JOB — Copy the lines that follow, keeping every character the same.

═══ RECORD EXTRACTS

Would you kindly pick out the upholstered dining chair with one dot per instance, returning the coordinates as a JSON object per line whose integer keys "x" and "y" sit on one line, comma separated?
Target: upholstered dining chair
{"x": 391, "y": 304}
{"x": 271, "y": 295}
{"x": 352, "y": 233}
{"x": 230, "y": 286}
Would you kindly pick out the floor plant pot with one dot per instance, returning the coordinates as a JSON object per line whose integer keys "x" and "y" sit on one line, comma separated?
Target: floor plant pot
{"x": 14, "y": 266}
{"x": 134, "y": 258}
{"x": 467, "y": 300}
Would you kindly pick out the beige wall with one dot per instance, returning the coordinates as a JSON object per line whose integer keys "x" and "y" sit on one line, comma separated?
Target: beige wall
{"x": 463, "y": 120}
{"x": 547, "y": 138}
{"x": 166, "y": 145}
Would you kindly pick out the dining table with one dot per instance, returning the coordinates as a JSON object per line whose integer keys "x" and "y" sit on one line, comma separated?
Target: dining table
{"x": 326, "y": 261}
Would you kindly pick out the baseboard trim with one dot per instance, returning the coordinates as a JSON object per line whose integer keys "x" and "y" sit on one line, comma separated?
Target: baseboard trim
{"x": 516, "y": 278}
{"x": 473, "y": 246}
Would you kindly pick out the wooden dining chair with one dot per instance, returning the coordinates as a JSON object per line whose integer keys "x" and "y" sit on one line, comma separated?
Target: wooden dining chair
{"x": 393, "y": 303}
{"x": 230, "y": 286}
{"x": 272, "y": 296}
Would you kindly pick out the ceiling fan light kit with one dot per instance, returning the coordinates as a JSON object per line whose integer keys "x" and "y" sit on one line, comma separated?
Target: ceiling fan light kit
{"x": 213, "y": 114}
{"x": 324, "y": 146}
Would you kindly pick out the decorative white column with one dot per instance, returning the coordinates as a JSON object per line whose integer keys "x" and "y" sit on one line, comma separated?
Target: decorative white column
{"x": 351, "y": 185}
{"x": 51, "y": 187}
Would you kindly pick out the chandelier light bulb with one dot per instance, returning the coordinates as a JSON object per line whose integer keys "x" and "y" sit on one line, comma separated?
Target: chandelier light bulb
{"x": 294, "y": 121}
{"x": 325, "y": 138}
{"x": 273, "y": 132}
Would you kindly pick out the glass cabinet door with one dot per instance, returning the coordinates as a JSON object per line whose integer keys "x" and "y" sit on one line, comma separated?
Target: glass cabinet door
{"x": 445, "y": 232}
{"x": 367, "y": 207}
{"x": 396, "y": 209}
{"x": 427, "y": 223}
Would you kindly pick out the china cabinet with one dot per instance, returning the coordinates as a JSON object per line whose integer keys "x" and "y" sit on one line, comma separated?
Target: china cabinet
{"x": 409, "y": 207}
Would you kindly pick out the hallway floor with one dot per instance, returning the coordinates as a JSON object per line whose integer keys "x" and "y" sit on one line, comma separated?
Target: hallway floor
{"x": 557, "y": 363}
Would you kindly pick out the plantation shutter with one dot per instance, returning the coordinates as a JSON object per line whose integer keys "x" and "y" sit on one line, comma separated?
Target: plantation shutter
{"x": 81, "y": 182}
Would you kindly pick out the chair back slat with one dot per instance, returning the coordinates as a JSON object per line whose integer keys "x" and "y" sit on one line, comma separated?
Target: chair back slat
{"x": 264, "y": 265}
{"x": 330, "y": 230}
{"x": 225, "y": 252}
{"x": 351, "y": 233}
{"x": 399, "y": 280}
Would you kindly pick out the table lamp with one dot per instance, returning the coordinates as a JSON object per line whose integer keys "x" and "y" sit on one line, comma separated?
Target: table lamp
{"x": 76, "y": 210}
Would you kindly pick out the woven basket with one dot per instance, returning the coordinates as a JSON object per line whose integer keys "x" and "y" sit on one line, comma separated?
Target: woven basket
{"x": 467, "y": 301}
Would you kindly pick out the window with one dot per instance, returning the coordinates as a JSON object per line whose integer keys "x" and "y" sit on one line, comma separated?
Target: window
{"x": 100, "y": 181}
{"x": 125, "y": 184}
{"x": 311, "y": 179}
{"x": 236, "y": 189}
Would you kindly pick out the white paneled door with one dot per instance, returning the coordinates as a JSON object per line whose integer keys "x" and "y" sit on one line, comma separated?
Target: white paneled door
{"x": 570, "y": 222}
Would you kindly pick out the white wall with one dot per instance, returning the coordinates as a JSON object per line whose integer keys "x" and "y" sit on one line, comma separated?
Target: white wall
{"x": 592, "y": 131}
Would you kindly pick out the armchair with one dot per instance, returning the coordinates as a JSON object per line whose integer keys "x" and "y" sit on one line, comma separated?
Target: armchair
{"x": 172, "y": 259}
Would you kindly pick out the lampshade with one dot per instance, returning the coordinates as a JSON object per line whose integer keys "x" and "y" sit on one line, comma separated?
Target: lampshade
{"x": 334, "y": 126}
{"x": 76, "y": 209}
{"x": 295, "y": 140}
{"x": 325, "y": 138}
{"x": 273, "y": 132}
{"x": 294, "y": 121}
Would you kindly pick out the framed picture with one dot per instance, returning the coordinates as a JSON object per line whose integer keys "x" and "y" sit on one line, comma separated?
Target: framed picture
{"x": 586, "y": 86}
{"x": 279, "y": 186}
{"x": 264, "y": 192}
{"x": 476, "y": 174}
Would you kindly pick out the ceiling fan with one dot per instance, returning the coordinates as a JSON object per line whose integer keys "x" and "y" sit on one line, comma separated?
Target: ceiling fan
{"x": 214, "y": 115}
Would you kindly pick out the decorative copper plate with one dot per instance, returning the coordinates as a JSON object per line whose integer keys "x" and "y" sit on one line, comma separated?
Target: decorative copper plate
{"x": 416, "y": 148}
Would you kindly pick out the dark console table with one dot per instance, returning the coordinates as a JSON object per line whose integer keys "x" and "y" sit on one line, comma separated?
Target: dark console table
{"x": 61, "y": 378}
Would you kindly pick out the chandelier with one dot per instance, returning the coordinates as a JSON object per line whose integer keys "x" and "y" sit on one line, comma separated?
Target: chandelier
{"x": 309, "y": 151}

══════

FULL RESPONSE —
Would you kindly pick out the upholstered dining chair with one dot per instance, returning the coordinates as a JSON object per line whose integer keys "x" and "y" sit on one line, comma separated?
Target: upholstered dining chair
{"x": 391, "y": 304}
{"x": 271, "y": 295}
{"x": 352, "y": 233}
{"x": 230, "y": 286}
Would you kindly pick out the floor plant pot with one dot per instance, returning the coordinates as a JSON object per line whose integer keys "x" and "y" sit on one line, comma separated?
Target: floor plant pot
{"x": 14, "y": 266}
{"x": 134, "y": 258}
{"x": 467, "y": 300}
Would you kindly pick out the beige wall with one dot per instance, returning the coordinates as a JSON object per line whose integer keys "x" and "y" sit on one line, comma separated?
Target: beige wall
{"x": 463, "y": 120}
{"x": 547, "y": 138}
{"x": 166, "y": 145}
Would you kindly pick out the dining table with one dot per instance, returning the coordinates as a JSON object per line whose integer keys "x" and "y" sit on one line, comma separated?
Target: dining table
{"x": 326, "y": 261}
Would you kindly pick out the baseboard trim with one dot per instance, returning the coordinates as a JSON object per line whose integer keys "x" and "y" sit on one line, comma separated?
Target: baseboard trim
{"x": 516, "y": 278}
{"x": 473, "y": 246}
Would you kindly pick out the wooden dining chair with one dot per instance, returning the coordinates as a JSON object per line whose integer keys "x" and "y" sit on one line, comma separated?
Target: wooden dining chair
{"x": 393, "y": 303}
{"x": 230, "y": 286}
{"x": 272, "y": 296}
Would you kindly pick out the ceiling fan light kit with one dot per instance, returning the coordinates as a JSON object per line whose integer keys "x" and "y" sit on one line, comma separated?
Target: ceiling fan light kit
{"x": 213, "y": 114}
{"x": 324, "y": 146}
Would you kindly pick out the decorative white column with one dot per instance, returning the coordinates as a JSON object per line whose integer keys "x" and "y" sit on one line, comma separated?
Target: decorative white column
{"x": 351, "y": 185}
{"x": 51, "y": 187}
Would you kindly pick out the chandelier light bulb with one dot per instance, returning the coordinates as a JSON object per line whose integer keys "x" and "y" sit on one line, comma separated?
Target: chandelier light bulb
{"x": 294, "y": 121}
{"x": 325, "y": 138}
{"x": 273, "y": 132}
Would you kindly pick out the glass cabinet door with one dot per instance, returning the coordinates as a JSON object per line whose integer keys "x" and "y" sit on one line, comma separated?
Target: glass cabinet door
{"x": 445, "y": 232}
{"x": 367, "y": 207}
{"x": 396, "y": 209}
{"x": 427, "y": 223}
Would you kindly pick out the china cabinet with one dot per instance, returning the coordinates as a JSON object per line whose integer keys "x" and "y" sit on one line, comma separated?
Target: china cabinet
{"x": 409, "y": 207}
Would you kindly pick out the hallway floor with one dot per instance, returning the coordinates as a JSON object per line whose integer keys "x" and "y" sit on one line, comma separated?
Target: hallway floor
{"x": 557, "y": 363}
Would you kindly pick out the plantation shutter with one dot per instance, returning the coordinates as a JSON object per line whose integer keys "x" and "y" sit on one line, comma separated?
Target: plantation shutter
{"x": 81, "y": 182}
Would you kindly pick out the chair back slat with one dot per instance, returning the coordinates as a JSON object per line whose integer keys "x" and "y" sit on one line, comma separated?
Target: chair back slat
{"x": 264, "y": 265}
{"x": 330, "y": 230}
{"x": 225, "y": 252}
{"x": 351, "y": 233}
{"x": 399, "y": 280}
Would you kindly pick out the table lamp with one dot per instance, returning the coordinates as a JSON object per line whose integer keys "x" and "y" sit on one line, comma separated?
Target: table lamp
{"x": 76, "y": 210}
Would you kindly pick out the woven basket with one dot per instance, returning the coordinates as a JSON object per line whose integer keys "x" and "y" sit on one line, comma separated?
Target: woven basket
{"x": 467, "y": 301}
Would you kindly pick out the window with one dot per instance, returning the coordinates as a JSON object per line whose integer keys "x" and "y" sit on one line, comma separated?
Target: window
{"x": 100, "y": 181}
{"x": 125, "y": 184}
{"x": 311, "y": 179}
{"x": 236, "y": 189}
Would you kindly pick out the white paneled door with one dot per instance, returning the coordinates as a JSON object per line whose integer keys "x" and "y" sit on one line, comma separated?
Target: white paneled door
{"x": 570, "y": 222}
Would you kindly pick out the white wall with one dot per instance, returning the coordinates as a JSON object per line whose integer keys "x" and "y" sit on one line, comma separated?
Target: white wall
{"x": 592, "y": 131}
Would you kindly pick out the armchair with one dot per instance, returning the coordinates as a JSON object per line whose integer keys "x" and "y" sit on one line, comma separated?
Target: armchair
{"x": 172, "y": 259}
Would you kindly pick out the lampshade with one dot per instance, returning the coordinates as a JSON object per line whose integer keys "x" and "y" sit on one line, comma separated?
Target: lampshade
{"x": 334, "y": 126}
{"x": 76, "y": 209}
{"x": 295, "y": 140}
{"x": 325, "y": 138}
{"x": 273, "y": 132}
{"x": 294, "y": 121}
Would you kindly pick out the framed picture with one dot per instance, returning the coordinates as a JSON object per line whose integer keys "x" and "y" sit on one line, comma separated?
Target: framed picture
{"x": 586, "y": 86}
{"x": 279, "y": 186}
{"x": 264, "y": 192}
{"x": 476, "y": 174}
Would you kindly pick out the ceiling fan with one dot per instance, returning the coordinates as a JSON object per line whose integer keys "x" and "y" sit on one line, comma separated?
Target: ceiling fan
{"x": 214, "y": 115}
Would you kindly pick out the decorative copper plate with one dot per instance, returning the coordinates as a JSON object per line whose integer keys "x" and "y" sit on one line, comma separated?
Target: decorative copper plate
{"x": 416, "y": 148}
Would you kindly pick out the dark console table with one dot per instance, returning the coordinates as a JSON object per line whose integer keys "x" and "y" sit on one line, comma separated?
Target: dark console table
{"x": 61, "y": 378}
Would you kindly pick out the chandelier with one dot per instance, returning the coordinates as a JSON object per line whose integer keys "x" and "y" sit on one line, comma separated?
Target: chandelier
{"x": 309, "y": 151}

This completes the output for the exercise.